_Dataset entries about object locations_
- - - - - - -

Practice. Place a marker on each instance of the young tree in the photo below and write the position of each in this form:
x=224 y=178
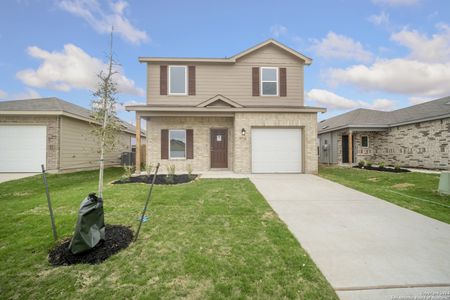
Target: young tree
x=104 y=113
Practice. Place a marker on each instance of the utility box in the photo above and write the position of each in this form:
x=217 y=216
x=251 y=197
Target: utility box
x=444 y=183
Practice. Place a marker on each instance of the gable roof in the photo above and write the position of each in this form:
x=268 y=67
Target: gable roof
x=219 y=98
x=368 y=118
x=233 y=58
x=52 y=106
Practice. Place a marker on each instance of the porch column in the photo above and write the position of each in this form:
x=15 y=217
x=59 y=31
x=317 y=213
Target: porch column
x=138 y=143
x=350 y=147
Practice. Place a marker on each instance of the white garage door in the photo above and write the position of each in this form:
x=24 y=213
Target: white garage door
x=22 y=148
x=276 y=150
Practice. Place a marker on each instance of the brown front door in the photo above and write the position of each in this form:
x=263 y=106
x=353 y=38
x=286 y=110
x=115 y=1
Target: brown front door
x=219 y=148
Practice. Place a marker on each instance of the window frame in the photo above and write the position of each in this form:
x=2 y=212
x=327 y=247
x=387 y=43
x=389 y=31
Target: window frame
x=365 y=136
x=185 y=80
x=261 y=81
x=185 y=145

- - - - - - -

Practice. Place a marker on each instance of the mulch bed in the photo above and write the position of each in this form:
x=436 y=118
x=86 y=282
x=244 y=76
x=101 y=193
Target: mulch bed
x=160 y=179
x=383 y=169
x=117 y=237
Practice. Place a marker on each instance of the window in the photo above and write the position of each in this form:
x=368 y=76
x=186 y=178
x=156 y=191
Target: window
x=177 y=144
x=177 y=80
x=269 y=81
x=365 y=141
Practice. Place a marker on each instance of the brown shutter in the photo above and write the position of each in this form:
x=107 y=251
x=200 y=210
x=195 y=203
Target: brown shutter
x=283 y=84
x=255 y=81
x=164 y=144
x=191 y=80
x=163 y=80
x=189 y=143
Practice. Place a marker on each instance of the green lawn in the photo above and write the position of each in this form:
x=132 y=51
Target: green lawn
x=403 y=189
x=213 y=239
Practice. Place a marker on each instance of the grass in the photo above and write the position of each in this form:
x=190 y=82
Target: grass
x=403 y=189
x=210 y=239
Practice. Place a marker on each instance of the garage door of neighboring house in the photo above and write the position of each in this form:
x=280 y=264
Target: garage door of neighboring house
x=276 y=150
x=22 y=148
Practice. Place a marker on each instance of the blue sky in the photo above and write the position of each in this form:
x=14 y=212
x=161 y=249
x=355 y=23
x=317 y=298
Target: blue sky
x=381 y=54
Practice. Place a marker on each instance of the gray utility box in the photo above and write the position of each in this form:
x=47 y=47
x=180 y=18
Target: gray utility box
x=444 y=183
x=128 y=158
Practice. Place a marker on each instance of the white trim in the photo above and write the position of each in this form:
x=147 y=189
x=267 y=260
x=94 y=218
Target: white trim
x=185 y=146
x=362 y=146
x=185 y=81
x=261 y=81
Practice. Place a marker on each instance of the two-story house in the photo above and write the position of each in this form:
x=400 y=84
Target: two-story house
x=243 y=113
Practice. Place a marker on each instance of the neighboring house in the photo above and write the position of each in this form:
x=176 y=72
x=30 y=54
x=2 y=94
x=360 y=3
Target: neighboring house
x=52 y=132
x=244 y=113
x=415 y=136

- - - - - - -

_Task_
Can you rewrite only the lines between the one holding "Practice. Place a marker on each instance of the green" and the one holding "x=210 y=239", inclusive, with the requests kept in, and scale every answer coordinate by 1.4, rounding to whole numbers with halves going up? The sample coordinates inside the requests stay as they are.

_Exercise result_
Practice. Place a marker on each instance of the green lawn in the photo above and write the position of each in this form:
x=132 y=51
Target: green lawn
x=564 y=265
x=298 y=335
Practice. Place a marker on each instance of the grass in the photo above and write the position of each in this form:
x=190 y=82
Target: grass
x=564 y=265
x=294 y=335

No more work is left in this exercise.